Given exercise: Each entry below should be written out exactly as it is, with no pictures.

Provided records:
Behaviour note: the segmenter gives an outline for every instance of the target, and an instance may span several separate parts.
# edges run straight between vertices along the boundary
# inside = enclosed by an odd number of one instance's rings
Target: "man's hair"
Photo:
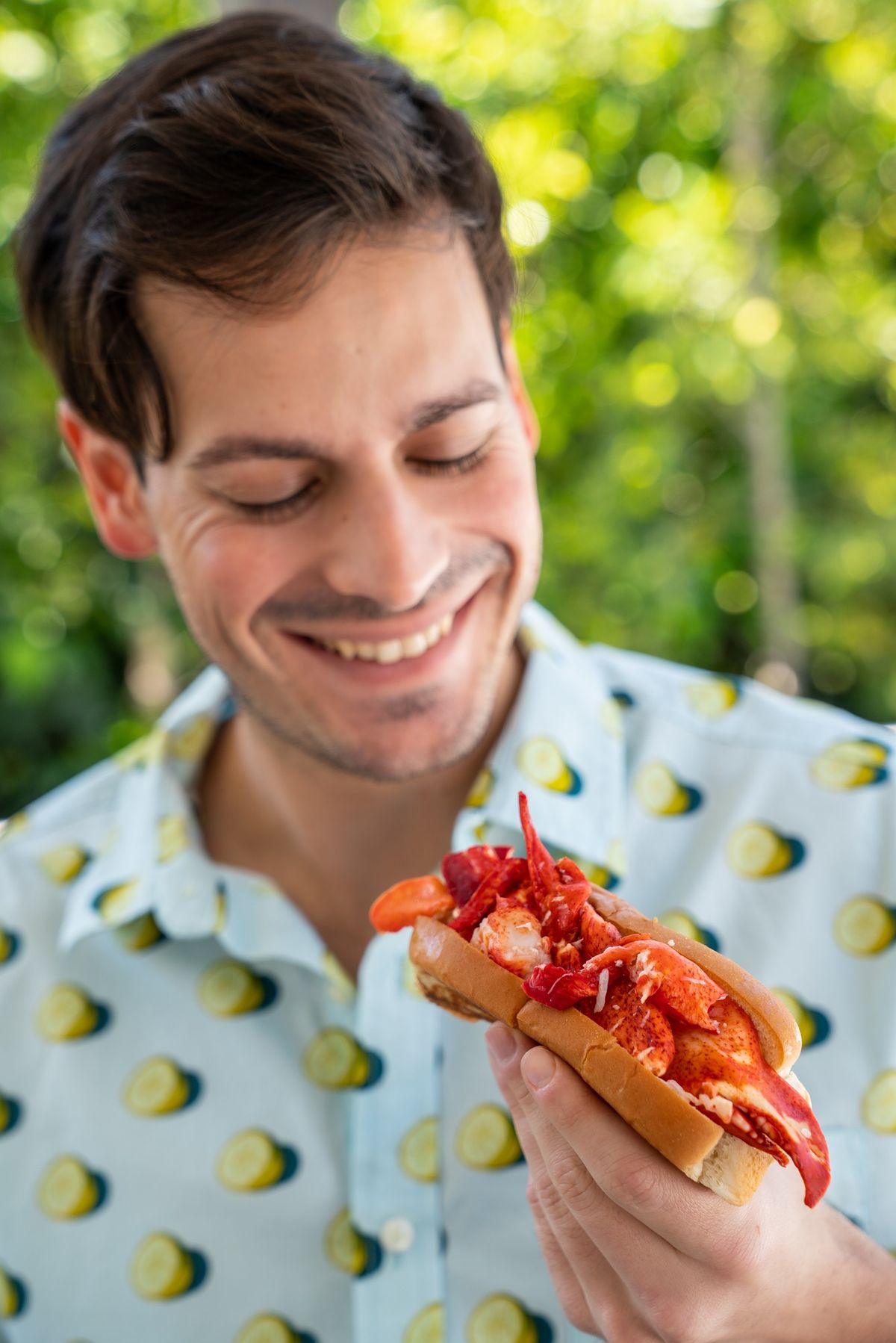
[[[238,13],[141,52],[66,113],[16,231],[16,275],[64,395],[141,469],[150,442],[160,459],[173,442],[134,316],[140,277],[282,306],[344,246],[427,222],[462,228],[500,341],[516,275],[463,115],[325,28]]]

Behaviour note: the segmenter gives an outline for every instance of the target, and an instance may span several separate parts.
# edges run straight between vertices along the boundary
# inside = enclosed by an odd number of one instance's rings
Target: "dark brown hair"
[[[66,396],[140,467],[173,442],[138,277],[282,304],[347,243],[434,211],[463,230],[497,338],[516,277],[461,113],[325,28],[232,15],[134,56],[59,121],[16,231],[26,322]]]

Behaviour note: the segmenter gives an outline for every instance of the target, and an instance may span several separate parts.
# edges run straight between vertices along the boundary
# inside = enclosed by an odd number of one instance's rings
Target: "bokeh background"
[[[583,639],[896,719],[892,0],[329,12],[438,85],[500,172],[543,424],[540,598]],[[95,539],[8,238],[69,102],[215,13],[0,5],[0,817],[201,666],[163,569]]]

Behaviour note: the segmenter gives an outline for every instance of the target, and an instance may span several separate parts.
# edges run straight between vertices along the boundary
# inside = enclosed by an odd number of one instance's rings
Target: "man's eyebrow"
[[[419,434],[420,430],[449,419],[458,411],[484,402],[497,402],[502,389],[497,383],[474,377],[457,392],[438,396],[431,402],[415,406],[402,426],[403,434]],[[191,459],[189,466],[199,470],[204,466],[220,466],[226,462],[242,462],[249,458],[326,458],[332,450],[325,443],[314,443],[308,438],[262,438],[258,434],[222,434]]]

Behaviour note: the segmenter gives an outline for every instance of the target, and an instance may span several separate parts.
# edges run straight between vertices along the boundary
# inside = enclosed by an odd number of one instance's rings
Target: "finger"
[[[582,1330],[583,1334],[588,1334],[591,1330],[599,1328],[599,1317],[595,1317],[591,1305],[586,1301],[579,1276],[574,1269],[567,1252],[560,1244],[551,1218],[544,1210],[541,1199],[536,1193],[535,1182],[531,1176],[527,1186],[527,1198],[532,1210],[535,1233],[539,1237],[541,1254],[544,1256],[544,1262],[548,1266],[548,1273],[551,1275],[551,1281],[553,1283],[553,1291],[557,1293],[560,1309],[568,1319],[570,1324],[574,1324],[576,1330]]]
[[[493,1042],[493,1034],[494,1031],[486,1033],[489,1048]],[[519,1060],[527,1050],[533,1049],[535,1044],[521,1031],[508,1031],[506,1034],[510,1035],[513,1046],[510,1056],[508,1056],[508,1062],[512,1066],[497,1070],[496,1078],[510,1109],[520,1147],[527,1160],[529,1171],[527,1199],[532,1209],[536,1234],[557,1300],[570,1323],[586,1334],[595,1328],[602,1328],[606,1332],[609,1327],[606,1320],[623,1315],[630,1324],[634,1320],[634,1312],[626,1289],[553,1185],[532,1125],[521,1105],[524,1101],[532,1108],[531,1097],[519,1074]],[[513,1076],[513,1066],[517,1066],[516,1085],[508,1077],[508,1072],[510,1077]],[[645,1334],[645,1338],[653,1339],[656,1335]]]
[[[536,1076],[539,1065],[544,1076]],[[521,1076],[541,1119],[579,1156],[615,1207],[699,1262],[711,1262],[716,1252],[727,1260],[732,1240],[742,1236],[748,1219],[743,1209],[688,1179],[548,1050],[528,1052]]]
[[[531,1175],[527,1199],[567,1319],[584,1334],[596,1330],[602,1338],[625,1336],[630,1343],[656,1340],[657,1335],[634,1309],[625,1284],[570,1211],[540,1158],[539,1163],[544,1175]]]
[[[610,1272],[621,1277],[626,1287],[642,1287],[645,1281],[650,1284],[657,1280],[658,1275],[676,1275],[678,1272],[677,1252],[604,1194],[579,1154],[557,1132],[529,1092],[523,1080],[520,1065],[525,1068],[527,1061],[539,1054],[548,1060],[552,1060],[553,1056],[533,1046],[532,1041],[519,1031],[513,1033],[512,1041],[505,1041],[500,1031],[492,1027],[486,1033],[486,1042],[490,1049],[501,1042],[513,1045],[504,1060],[493,1054],[493,1068],[501,1093],[510,1105],[517,1132],[523,1129],[525,1133],[524,1151],[528,1146],[533,1154],[537,1154],[531,1156],[527,1152],[531,1172],[536,1178],[540,1178],[543,1168],[548,1172],[553,1197],[547,1194],[544,1185],[540,1186],[540,1190],[543,1202],[551,1198],[555,1232],[562,1234],[560,1209],[563,1209],[566,1221],[576,1222],[584,1230],[591,1242],[592,1253],[599,1254],[600,1261]],[[575,1074],[572,1076],[575,1077]],[[588,1096],[595,1107],[602,1105],[599,1097],[590,1089]],[[524,1143],[523,1136],[520,1136],[520,1143]],[[656,1156],[656,1154],[653,1155]],[[563,1230],[566,1230],[566,1221]]]

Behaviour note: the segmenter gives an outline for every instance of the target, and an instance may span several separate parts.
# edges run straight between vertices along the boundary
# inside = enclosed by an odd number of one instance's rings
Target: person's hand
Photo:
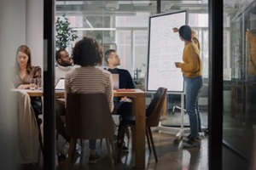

Output of the exercise:
Behaviour note: the segmenter gives an outline for every instance of the target, and an instance may span several separate parts.
# edges run straight between vertices along the boundary
# inside = enclosed by an odd number of one instance's rings
Target: "man's hair"
Photo:
[[[238,13],[141,52],[66,113],[16,231],[16,275],[64,395],[141,469],[150,442],[160,459],[173,442],[134,316],[140,277],[282,306],[344,246],[427,222],[462,228],[500,341],[516,275],[463,115],[325,28]]]

Behaviour note: the segmenter gives an outline for every instance of the target, and an instance may span several separate parts.
# edges run straight between vertices along the boundary
# inside = enclosed by an odd number of one instance's rings
Target: "dark brown hair"
[[[66,396],[140,467],[173,442],[138,277],[282,304],[347,243],[434,211],[463,230],[497,338],[516,277],[461,113],[325,28],[232,15],[134,56],[59,121],[16,231],[26,322]]]

Behaviour note: the segmenter gives an outline for every instance of the target, and an instance may span several separate parts.
# edges run straight between vertices along the boundary
# inside = enclosed by an odd number of one instance's rings
Target: "bokeh background"
[[[583,639],[896,719],[892,0],[329,12],[438,85],[500,172],[543,424],[540,598]],[[95,539],[8,238],[69,102],[215,13],[0,5],[0,817],[201,666],[163,569]]]

Behaviour note: the segmenter gives an outline for every instance of the target, and an instance may span several separate parts.
# edges run straight between vertices along the boundary
# inside = enclosed by an odd number of one instance's rings
Target: "man's eyebrow"
[[[419,434],[420,430],[449,419],[458,411],[484,402],[497,402],[502,389],[497,383],[474,377],[457,392],[438,396],[431,402],[415,406],[402,426],[403,434]],[[191,459],[189,466],[199,470],[204,466],[220,466],[226,462],[242,462],[249,458],[326,458],[332,450],[325,443],[314,443],[308,438],[262,438],[258,434],[222,434]]]

Behaviour note: the segmenter gives an outline for every instance of the target, and an instance may span several separate parts.
# edges run straight between vertices along the boundary
# inside = enclosed by an odd number of one instance's rings
Target: "finger"
[[[582,1330],[583,1334],[588,1334],[591,1330],[599,1328],[599,1317],[595,1317],[591,1305],[586,1301],[579,1276],[574,1269],[567,1252],[560,1244],[551,1218],[544,1210],[541,1199],[536,1193],[535,1182],[531,1176],[527,1186],[527,1198],[532,1210],[535,1233],[539,1237],[541,1254],[544,1256],[544,1262],[548,1266],[548,1273],[551,1275],[551,1281],[553,1283],[553,1291],[557,1293],[560,1309],[568,1319],[570,1324],[574,1324],[576,1330]]]
[[[493,1042],[493,1034],[494,1031],[486,1033],[489,1048]],[[519,1060],[527,1050],[533,1049],[535,1044],[521,1031],[508,1031],[506,1034],[510,1035],[513,1046],[510,1056],[508,1056],[508,1062],[512,1066],[497,1070],[496,1078],[510,1109],[520,1147],[527,1160],[529,1171],[527,1199],[532,1209],[536,1234],[557,1300],[570,1323],[586,1334],[595,1328],[602,1328],[606,1332],[609,1327],[606,1320],[623,1315],[630,1324],[634,1320],[634,1312],[626,1289],[553,1185],[532,1125],[521,1105],[524,1101],[532,1108],[531,1097],[519,1074]],[[513,1076],[513,1066],[517,1066],[516,1085],[508,1077],[508,1072],[510,1077]],[[645,1334],[645,1338],[653,1339],[656,1335]]]
[[[536,1076],[539,1065],[544,1076]],[[521,1076],[541,1119],[579,1156],[615,1207],[699,1262],[711,1262],[716,1252],[727,1260],[732,1240],[742,1236],[748,1219],[743,1209],[688,1179],[548,1050],[528,1052]]]
[[[531,1175],[527,1199],[567,1319],[584,1334],[596,1330],[602,1338],[625,1336],[630,1343],[656,1340],[657,1335],[634,1309],[625,1284],[570,1211],[540,1158],[539,1163],[544,1175]]]
[[[610,1272],[621,1277],[626,1287],[642,1287],[645,1281],[650,1284],[657,1280],[658,1275],[676,1275],[678,1272],[677,1252],[604,1194],[579,1154],[557,1132],[529,1092],[523,1080],[520,1065],[525,1068],[527,1061],[539,1054],[548,1060],[552,1060],[553,1056],[533,1046],[532,1041],[519,1031],[513,1033],[512,1041],[505,1041],[500,1031],[492,1027],[486,1033],[486,1042],[490,1049],[501,1042],[513,1045],[504,1060],[493,1054],[493,1068],[501,1093],[510,1105],[517,1132],[523,1129],[525,1133],[524,1151],[528,1146],[533,1154],[537,1154],[531,1156],[527,1152],[531,1172],[536,1178],[540,1178],[543,1168],[548,1172],[553,1197],[547,1194],[544,1185],[540,1186],[540,1190],[543,1202],[551,1198],[555,1232],[562,1234],[560,1209],[563,1209],[566,1221],[576,1222],[584,1230],[591,1242],[592,1253],[599,1254],[600,1261]],[[575,1074],[572,1076],[575,1077]],[[588,1096],[595,1107],[602,1105],[599,1097],[590,1089]],[[524,1143],[523,1136],[520,1136],[520,1143]],[[656,1156],[656,1154],[653,1155]],[[563,1230],[566,1230],[566,1221]]]

Behaviour note: the segmenter gives an outline for every instance of the target, and an instance may span several separate parts.
# edges run straight between vertices along the boundary
# inside = enclosed by an odd number of one instance's rings
Target: person's hand
Photo:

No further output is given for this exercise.